*** TASK INPUT ***
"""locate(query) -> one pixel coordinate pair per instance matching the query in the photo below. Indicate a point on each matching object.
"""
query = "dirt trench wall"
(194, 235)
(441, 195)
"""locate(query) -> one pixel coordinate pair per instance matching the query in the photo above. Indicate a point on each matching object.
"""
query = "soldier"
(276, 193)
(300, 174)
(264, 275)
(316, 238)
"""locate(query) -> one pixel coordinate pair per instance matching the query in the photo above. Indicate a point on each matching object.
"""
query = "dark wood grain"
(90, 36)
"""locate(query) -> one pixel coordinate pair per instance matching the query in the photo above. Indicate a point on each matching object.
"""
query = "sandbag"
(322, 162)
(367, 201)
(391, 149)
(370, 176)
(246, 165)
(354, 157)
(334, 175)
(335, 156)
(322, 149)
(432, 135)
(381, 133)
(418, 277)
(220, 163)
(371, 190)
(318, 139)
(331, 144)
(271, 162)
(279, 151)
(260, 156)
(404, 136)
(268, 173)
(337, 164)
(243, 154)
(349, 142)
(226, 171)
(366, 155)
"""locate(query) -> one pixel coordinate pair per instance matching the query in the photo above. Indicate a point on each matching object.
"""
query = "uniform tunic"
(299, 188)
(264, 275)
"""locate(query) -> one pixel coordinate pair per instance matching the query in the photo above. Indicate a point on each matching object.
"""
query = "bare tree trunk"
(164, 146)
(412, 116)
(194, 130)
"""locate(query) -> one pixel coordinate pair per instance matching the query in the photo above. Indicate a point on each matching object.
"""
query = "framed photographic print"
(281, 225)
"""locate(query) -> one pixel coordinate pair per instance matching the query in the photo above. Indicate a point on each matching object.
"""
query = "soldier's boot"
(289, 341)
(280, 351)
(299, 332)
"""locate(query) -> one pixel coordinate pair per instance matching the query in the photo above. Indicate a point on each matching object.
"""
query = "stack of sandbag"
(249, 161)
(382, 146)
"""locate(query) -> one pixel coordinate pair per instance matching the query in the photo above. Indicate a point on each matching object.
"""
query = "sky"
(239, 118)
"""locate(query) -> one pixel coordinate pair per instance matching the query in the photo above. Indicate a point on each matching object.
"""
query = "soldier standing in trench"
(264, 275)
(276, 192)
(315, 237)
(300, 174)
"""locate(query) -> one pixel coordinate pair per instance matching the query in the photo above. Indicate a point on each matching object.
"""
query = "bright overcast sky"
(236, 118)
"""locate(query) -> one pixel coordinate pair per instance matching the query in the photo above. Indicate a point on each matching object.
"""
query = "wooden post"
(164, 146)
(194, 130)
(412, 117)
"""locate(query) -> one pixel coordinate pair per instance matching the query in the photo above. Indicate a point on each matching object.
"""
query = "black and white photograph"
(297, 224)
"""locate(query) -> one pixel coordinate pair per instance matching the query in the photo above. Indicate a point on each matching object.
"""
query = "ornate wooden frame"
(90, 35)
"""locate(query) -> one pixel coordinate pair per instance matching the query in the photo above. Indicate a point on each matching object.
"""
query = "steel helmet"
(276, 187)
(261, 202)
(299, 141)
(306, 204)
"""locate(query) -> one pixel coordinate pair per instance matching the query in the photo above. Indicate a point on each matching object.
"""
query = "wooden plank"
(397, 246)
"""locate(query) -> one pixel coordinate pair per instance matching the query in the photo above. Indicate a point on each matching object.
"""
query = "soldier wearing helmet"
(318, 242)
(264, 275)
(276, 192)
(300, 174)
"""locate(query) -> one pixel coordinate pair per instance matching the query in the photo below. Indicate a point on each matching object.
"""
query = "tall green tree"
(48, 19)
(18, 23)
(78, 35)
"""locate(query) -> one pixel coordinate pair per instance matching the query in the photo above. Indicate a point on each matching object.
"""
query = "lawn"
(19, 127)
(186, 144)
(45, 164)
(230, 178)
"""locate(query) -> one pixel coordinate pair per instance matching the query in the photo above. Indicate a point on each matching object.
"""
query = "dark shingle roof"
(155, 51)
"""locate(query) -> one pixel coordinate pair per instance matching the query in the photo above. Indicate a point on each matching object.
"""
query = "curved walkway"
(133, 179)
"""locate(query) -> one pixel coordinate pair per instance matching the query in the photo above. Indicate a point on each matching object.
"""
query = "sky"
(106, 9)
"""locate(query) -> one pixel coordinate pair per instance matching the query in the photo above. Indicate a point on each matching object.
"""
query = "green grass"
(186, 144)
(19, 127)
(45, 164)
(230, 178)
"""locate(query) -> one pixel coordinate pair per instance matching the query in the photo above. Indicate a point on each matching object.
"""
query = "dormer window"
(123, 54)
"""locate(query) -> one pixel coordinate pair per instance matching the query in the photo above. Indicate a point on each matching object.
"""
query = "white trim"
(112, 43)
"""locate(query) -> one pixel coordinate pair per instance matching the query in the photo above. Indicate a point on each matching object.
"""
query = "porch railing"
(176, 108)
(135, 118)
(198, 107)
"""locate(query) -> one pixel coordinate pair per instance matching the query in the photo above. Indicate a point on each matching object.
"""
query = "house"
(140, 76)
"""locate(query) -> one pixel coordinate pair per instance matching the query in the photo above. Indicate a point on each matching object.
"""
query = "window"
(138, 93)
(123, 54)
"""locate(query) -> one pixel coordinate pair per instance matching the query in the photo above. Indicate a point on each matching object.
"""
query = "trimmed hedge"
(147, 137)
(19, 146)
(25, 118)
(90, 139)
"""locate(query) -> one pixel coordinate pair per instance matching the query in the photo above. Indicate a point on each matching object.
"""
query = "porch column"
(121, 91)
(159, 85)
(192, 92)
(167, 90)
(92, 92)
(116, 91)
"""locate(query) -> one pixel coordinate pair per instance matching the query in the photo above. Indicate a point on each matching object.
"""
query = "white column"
*** End of TASK INPUT ***
→ WORK REQUEST: Copy out the data above, word for word.

→ ANSWER:
"""locate(query) -> one pixel coordinate pair per instance matching the query in the photo below. Indicate a point on each matching object.
"""
query = "dirt trench wall"
(194, 235)
(441, 195)
"""locate(query) -> one pixel coordinate pair per instance matching the query in the photo above. Indicate a point on each matching object.
"""
query = "soldier"
(276, 193)
(300, 174)
(264, 275)
(316, 238)
"""locate(query) -> one pixel coordinate pair per instance matching the query in the photo above. Indicate a point on each matching object.
"""
query = "dark wood grain"
(90, 36)
"""locate(query) -> one pixel coordinate pair per instance matching the query in the photo above. Indicate a point on each matching object.
"""
query = "sandbag"
(322, 162)
(367, 201)
(391, 149)
(370, 176)
(246, 165)
(354, 157)
(334, 175)
(335, 156)
(322, 149)
(432, 135)
(381, 133)
(418, 277)
(220, 163)
(371, 190)
(318, 139)
(331, 144)
(271, 162)
(279, 151)
(260, 156)
(404, 136)
(268, 173)
(337, 164)
(243, 154)
(349, 142)
(226, 171)
(366, 155)
"""locate(query) -> one pixel coordinate pair per instance matching the query in the photo above. Indicate a point on each matching object.
"""
query = "uniform tunic"
(299, 188)
(264, 275)
"""locate(query) -> one pixel coordinate pair per instance matching the query in the photo above. Indicate a point on each matching object.
"""
query = "bare tree trunk"
(164, 146)
(412, 116)
(194, 130)
"""locate(query) -> one pixel coordinate pair per instance matching the query in the photo above. Indicate a point on each matching object.
"""
query = "framed photographic print"
(281, 225)
"""locate(query) -> one pixel coordinate pair per instance matching the query in the photo above. Indicate a point on each matching object.
"""
query = "soldier's boot"
(289, 341)
(280, 351)
(299, 332)
"""locate(query) -> one pixel coordinate pair per instance matching the query in the photo above. Indicate a point on each matching object.
"""
query = "stack of sandbag"
(249, 161)
(382, 146)
"""locate(query) -> one pixel coordinate pair per instance matching the query in the photo above. Indicate a point on each matching object.
"""
query = "sky"
(239, 118)
"""locate(query) -> one pixel coordinate pair per instance matching the query in the photo above. Indicate a point on each matching object.
"""
query = "soldier standing in trench"
(264, 275)
(276, 192)
(315, 237)
(300, 174)
"""locate(query) -> one pixel coordinate pair per instance matching the query in the photo above. Indicate a point on each matching object.
"""
query = "bright overcast sky"
(236, 118)
"""locate(query) -> one pixel coordinate pair per instance matching the query in the photo above. Indicate a point on each matching object.
"""
query = "wooden post"
(164, 146)
(194, 130)
(412, 117)
"""locate(query) -> one pixel coordinate pair per instance matching the query in the photo above. Indicate a point on each matching object.
"""
query = "black and white photograph"
(297, 224)
"""locate(query) -> one pixel coordinate pair per instance matching the query in the photo above. Indicate a point on each matching object.
"""
query = "ornate wooden frame"
(90, 35)
"""locate(query) -> one pixel coordinate pair per instance matching the query in the photo above. Indicate a point on each matching object.
"""
query = "steel helmet"
(276, 187)
(261, 202)
(299, 141)
(306, 204)
"""locate(query) -> one pixel coordinate pair per instance matching the query in the photo above. Indicate a point on each matching object.
"""
query = "wooden plank"
(397, 246)
"""locate(query) -> one pixel coordinate pair per instance matching the query in the photo above. Indicate a point on each matching object.
"""
query = "soldier wearing helmet"
(318, 242)
(264, 275)
(276, 192)
(300, 174)
"""locate(query) -> one pixel coordinate pair per instance matching the query in the photo below. Indicate a point on each matching object.
"""
query = "tall green tree"
(48, 19)
(18, 23)
(78, 35)
"""locate(query) -> one pixel coordinate pair per instance matching the query in the photo above. Indicate a point on each matching object.
"""
query = "lawn"
(19, 127)
(186, 144)
(45, 164)
(230, 178)
"""locate(query) -> one pixel coordinate pair per instance matching the query in the photo above. Indicate a point on each matching object.
"""
query = "dark shingle roof"
(155, 51)
"""locate(query) -> one pixel coordinate pair per instance matching the query in the photo above. Indicate a point on each matching object.
"""
query = "curved walkway"
(133, 179)
"""locate(query) -> one pixel coordinate pair per instance matching the query in the photo above. Indicate a point on each matching object.
"""
query = "sky"
(106, 9)
"""locate(query) -> one pixel coordinate pair per instance matching the query in the photo above. Indicate a point on each matching object.
"""
query = "green grass"
(186, 144)
(19, 127)
(45, 164)
(230, 178)
"""locate(query) -> one pixel coordinate pair per instance matching the query in the photo above. Indicate a point on each matching object.
"""
query = "dormer window"
(123, 54)
"""locate(query) -> one pixel coordinate pair per instance matching the query in the photo above. Indicate a point on each matching object.
"""
query = "white trim"
(112, 43)
"""locate(query) -> one pixel coordinate pair per instance matching the query in the photo above. Indicate a point on each matching object.
"""
query = "porch railing"
(176, 108)
(135, 118)
(198, 107)
"""locate(query) -> one pixel coordinate pair per instance matching the query in the photo above. Indicate a point on each matching object.
"""
query = "house"
(140, 76)
"""locate(query) -> one pixel coordinate pair per instance matching the query in the photo above. Indicate a point on each matching object.
"""
query = "window"
(138, 93)
(123, 54)
"""locate(query) -> one pixel coordinate pair per instance matching the query in the photo above. Indicate a point on each matching object.
"""
query = "trimmed hedge"
(147, 137)
(19, 146)
(25, 118)
(90, 139)
"""locate(query) -> one pixel coordinate pair per instance matching the query in the photo above. Indicate a point on each matching object.
"""
query = "porch column"
(121, 91)
(159, 85)
(192, 92)
(167, 90)
(92, 92)
(116, 91)
"""locate(query) -> one pixel coordinate pair per instance matching the query in the photo above. Indicate a point on each matching object.
"""
query = "white column"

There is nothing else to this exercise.